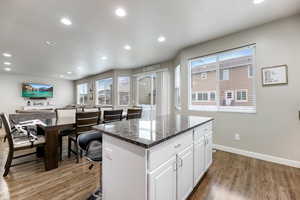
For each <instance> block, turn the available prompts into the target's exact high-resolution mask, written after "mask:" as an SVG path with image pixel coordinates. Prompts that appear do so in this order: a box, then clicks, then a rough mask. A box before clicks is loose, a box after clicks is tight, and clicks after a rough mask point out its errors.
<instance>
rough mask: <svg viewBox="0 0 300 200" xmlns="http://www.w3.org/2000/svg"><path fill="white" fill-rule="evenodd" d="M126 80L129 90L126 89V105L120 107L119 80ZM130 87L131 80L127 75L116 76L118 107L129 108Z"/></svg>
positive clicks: (129, 100)
mask: <svg viewBox="0 0 300 200" xmlns="http://www.w3.org/2000/svg"><path fill="white" fill-rule="evenodd" d="M124 77H125V78H128V84H129V89H128V104H126V105H123V104H122V105H121V104H120V90H119V88H120V87H119V78H124ZM130 86H131V78H130V76H129V75H127V76H126V75H124V76H123V75H121V76H118V78H117V99H118V105H119V106H129V105H130V100H131V98H130V96H131V88H130Z"/></svg>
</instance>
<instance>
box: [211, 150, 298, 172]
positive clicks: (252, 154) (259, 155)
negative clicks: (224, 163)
mask: <svg viewBox="0 0 300 200" xmlns="http://www.w3.org/2000/svg"><path fill="white" fill-rule="evenodd" d="M213 148H214V149H217V150H221V151H225V152H230V153H234V154H239V155H243V156H246V157H250V158H255V159H259V160H264V161H268V162H273V163H277V164H281V165H286V166H290V167H296V168H300V161H296V160H289V159H286V158H281V157H276V156H271V155H267V154H262V153H256V152H251V151H246V150H242V149H237V148H233V147H227V146H223V145H219V144H214V145H213Z"/></svg>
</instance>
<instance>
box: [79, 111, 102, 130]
mask: <svg viewBox="0 0 300 200" xmlns="http://www.w3.org/2000/svg"><path fill="white" fill-rule="evenodd" d="M99 116H100V111H98V112H78V113H76V132H77V133H80V132H84V131H89V130H91V129H92V128H91V127H92V126H95V125H98V124H99V118H100V117H99Z"/></svg>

TASK DESCRIPTION
Only the lines from the first line of the listing above through the line with "positive clicks: (252, 154) (259, 155)" should be set down, exactly and without pictures.

ANSWER AREA
For each <instance> block, turn the available prompts into the target's exact high-resolution mask, written after "mask:" as an SVG path with image pixel coordinates. Prompts that appear do so in this order: a box, then clicks, then a rough mask. A box before clicks is loose, a box after clicks is tight, and clicks after a rough mask point out its errors.
<instance>
rough mask: <svg viewBox="0 0 300 200" xmlns="http://www.w3.org/2000/svg"><path fill="white" fill-rule="evenodd" d="M126 80L129 90L126 89V105L120 107L119 80ZM130 87L131 80L127 75L116 76L118 107L129 108Z"/></svg>
positive clicks: (129, 100)
mask: <svg viewBox="0 0 300 200" xmlns="http://www.w3.org/2000/svg"><path fill="white" fill-rule="evenodd" d="M124 77H125V78H128V84H129V89H128V104H126V105H123V104H122V105H121V104H120V90H119V88H120V87H119V78H124ZM130 86H131V78H130V76H129V75H127V76H126V75H124V76H123V75H121V76H118V78H117V99H118V105H119V106H129V105H130V100H131V98H130V96H131V88H130Z"/></svg>
</instance>
<instance>
box: [211, 150, 298, 172]
positive clicks: (252, 154) (259, 155)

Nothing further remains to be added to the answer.